> [Problem] A complete, exact copy of the records is needed here.

> [Provided data]
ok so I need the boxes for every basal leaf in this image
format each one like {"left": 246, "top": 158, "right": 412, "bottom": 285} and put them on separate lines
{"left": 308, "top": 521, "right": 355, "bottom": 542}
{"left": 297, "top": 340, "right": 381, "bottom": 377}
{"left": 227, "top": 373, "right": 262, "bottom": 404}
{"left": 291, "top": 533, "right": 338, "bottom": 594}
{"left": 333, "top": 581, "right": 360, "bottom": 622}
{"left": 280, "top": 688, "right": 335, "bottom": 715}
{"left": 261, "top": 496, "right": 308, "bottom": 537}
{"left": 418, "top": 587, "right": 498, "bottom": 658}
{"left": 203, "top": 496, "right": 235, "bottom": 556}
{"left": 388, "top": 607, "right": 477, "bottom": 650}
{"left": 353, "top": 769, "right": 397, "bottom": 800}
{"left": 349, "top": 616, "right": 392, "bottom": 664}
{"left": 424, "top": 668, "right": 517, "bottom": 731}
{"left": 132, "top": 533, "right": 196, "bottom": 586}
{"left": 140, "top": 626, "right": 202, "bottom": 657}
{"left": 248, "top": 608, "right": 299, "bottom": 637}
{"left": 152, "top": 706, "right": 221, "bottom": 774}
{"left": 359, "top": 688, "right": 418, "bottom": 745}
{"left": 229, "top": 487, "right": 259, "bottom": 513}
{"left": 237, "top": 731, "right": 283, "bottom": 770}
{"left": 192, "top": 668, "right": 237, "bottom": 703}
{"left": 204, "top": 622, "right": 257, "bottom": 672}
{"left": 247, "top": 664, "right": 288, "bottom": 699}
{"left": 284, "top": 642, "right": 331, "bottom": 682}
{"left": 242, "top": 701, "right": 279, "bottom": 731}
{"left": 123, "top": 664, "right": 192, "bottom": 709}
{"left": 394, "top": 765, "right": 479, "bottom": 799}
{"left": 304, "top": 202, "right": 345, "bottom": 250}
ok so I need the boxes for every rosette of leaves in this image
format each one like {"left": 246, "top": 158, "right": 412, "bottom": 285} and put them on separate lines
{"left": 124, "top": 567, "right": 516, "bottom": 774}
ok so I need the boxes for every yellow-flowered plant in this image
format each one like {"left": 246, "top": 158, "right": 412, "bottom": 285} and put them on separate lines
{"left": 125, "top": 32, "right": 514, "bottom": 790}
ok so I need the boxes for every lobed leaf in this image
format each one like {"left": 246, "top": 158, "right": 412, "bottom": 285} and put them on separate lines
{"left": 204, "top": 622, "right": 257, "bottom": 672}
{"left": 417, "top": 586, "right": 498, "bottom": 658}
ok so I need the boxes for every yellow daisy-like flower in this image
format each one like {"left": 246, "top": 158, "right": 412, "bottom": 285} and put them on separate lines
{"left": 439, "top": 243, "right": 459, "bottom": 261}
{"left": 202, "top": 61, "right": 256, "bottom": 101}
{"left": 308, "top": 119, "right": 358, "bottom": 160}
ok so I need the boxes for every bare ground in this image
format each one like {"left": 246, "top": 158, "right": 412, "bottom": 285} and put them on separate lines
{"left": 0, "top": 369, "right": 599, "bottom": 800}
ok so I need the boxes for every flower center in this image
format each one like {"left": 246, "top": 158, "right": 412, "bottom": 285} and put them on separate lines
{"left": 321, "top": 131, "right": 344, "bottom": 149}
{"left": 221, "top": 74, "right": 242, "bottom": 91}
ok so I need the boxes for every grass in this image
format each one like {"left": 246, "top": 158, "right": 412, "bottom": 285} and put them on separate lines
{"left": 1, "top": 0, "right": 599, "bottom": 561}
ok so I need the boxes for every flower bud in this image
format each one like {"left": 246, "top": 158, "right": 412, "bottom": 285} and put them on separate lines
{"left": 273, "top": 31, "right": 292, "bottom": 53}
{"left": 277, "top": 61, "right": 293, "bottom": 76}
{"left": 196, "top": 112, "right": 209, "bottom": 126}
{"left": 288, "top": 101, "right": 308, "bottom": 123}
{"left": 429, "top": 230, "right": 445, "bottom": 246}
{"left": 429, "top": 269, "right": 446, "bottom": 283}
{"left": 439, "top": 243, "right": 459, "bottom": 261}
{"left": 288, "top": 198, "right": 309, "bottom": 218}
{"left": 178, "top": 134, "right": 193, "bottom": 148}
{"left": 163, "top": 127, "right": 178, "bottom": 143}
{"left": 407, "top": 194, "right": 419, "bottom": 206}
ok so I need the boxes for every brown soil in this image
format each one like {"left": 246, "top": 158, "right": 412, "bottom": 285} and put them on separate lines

> [Solution for this task]
ok so I need the boxes for every basal leaf in this image
format each one like {"left": 246, "top": 158, "right": 412, "bottom": 285} and put them on separate lines
{"left": 308, "top": 521, "right": 355, "bottom": 542}
{"left": 297, "top": 340, "right": 381, "bottom": 377}
{"left": 227, "top": 373, "right": 262, "bottom": 404}
{"left": 291, "top": 533, "right": 338, "bottom": 594}
{"left": 333, "top": 581, "right": 360, "bottom": 622}
{"left": 280, "top": 688, "right": 335, "bottom": 715}
{"left": 261, "top": 496, "right": 308, "bottom": 537}
{"left": 418, "top": 587, "right": 498, "bottom": 658}
{"left": 203, "top": 496, "right": 235, "bottom": 556}
{"left": 388, "top": 607, "right": 477, "bottom": 650}
{"left": 353, "top": 769, "right": 397, "bottom": 800}
{"left": 349, "top": 616, "right": 392, "bottom": 664}
{"left": 424, "top": 668, "right": 517, "bottom": 731}
{"left": 132, "top": 533, "right": 196, "bottom": 586}
{"left": 140, "top": 626, "right": 202, "bottom": 657}
{"left": 248, "top": 608, "right": 299, "bottom": 637}
{"left": 152, "top": 706, "right": 221, "bottom": 774}
{"left": 359, "top": 688, "right": 418, "bottom": 745}
{"left": 229, "top": 487, "right": 259, "bottom": 513}
{"left": 237, "top": 731, "right": 283, "bottom": 770}
{"left": 192, "top": 668, "right": 237, "bottom": 703}
{"left": 204, "top": 622, "right": 257, "bottom": 672}
{"left": 247, "top": 664, "right": 288, "bottom": 699}
{"left": 284, "top": 642, "right": 331, "bottom": 682}
{"left": 242, "top": 701, "right": 279, "bottom": 731}
{"left": 123, "top": 664, "right": 192, "bottom": 709}
{"left": 394, "top": 765, "right": 479, "bottom": 799}
{"left": 304, "top": 202, "right": 345, "bottom": 250}
ok so I need the boxes for every rosette of leaves in this image
format each one like {"left": 246, "top": 158, "right": 412, "bottom": 285} and put them on separate lines
{"left": 124, "top": 567, "right": 516, "bottom": 774}
ok so I need the boxes for every yellow-flowered plant in this image
format each one like {"left": 246, "top": 158, "right": 412, "bottom": 285} and put them on separate lines
{"left": 125, "top": 32, "right": 514, "bottom": 790}
ok so I need the boxes for every lobed leaf in this image
format each one like {"left": 246, "top": 158, "right": 412, "bottom": 285} and put them on separate lines
{"left": 204, "top": 622, "right": 257, "bottom": 672}
{"left": 417, "top": 586, "right": 498, "bottom": 658}
ok so I need the boxes for every yellow daisy-like flower in this image
format each one like {"left": 246, "top": 158, "right": 412, "bottom": 285} and put them on separate lines
{"left": 439, "top": 243, "right": 459, "bottom": 261}
{"left": 202, "top": 61, "right": 256, "bottom": 101}
{"left": 308, "top": 119, "right": 358, "bottom": 160}
ok so I need the boxes for every bare ground in this image
format each one like {"left": 246, "top": 158, "right": 412, "bottom": 285} and put them on separate lines
{"left": 0, "top": 369, "right": 599, "bottom": 800}
ok so I need the boxes for every flower center in this image
format each one like {"left": 246, "top": 158, "right": 412, "bottom": 285} and put them on separate lines
{"left": 321, "top": 131, "right": 344, "bottom": 149}
{"left": 221, "top": 74, "right": 242, "bottom": 91}
ok so I need the boxes for every grass in this image
format each one like {"left": 246, "top": 158, "right": 412, "bottom": 285} and put them on separate lines
{"left": 1, "top": 0, "right": 599, "bottom": 561}
ok so I need the boxes for every flower bud in this image
format each one like {"left": 246, "top": 158, "right": 412, "bottom": 285} and put them on separate lines
{"left": 273, "top": 31, "right": 292, "bottom": 53}
{"left": 277, "top": 61, "right": 293, "bottom": 76}
{"left": 196, "top": 112, "right": 209, "bottom": 126}
{"left": 288, "top": 101, "right": 308, "bottom": 123}
{"left": 429, "top": 230, "right": 445, "bottom": 246}
{"left": 429, "top": 269, "right": 446, "bottom": 283}
{"left": 439, "top": 243, "right": 459, "bottom": 261}
{"left": 288, "top": 198, "right": 309, "bottom": 218}
{"left": 178, "top": 134, "right": 193, "bottom": 148}
{"left": 163, "top": 127, "right": 178, "bottom": 143}
{"left": 407, "top": 194, "right": 419, "bottom": 206}
ok so I need the boxes for every brown soil in this image
format each one like {"left": 246, "top": 158, "right": 412, "bottom": 285} and put them on separate lines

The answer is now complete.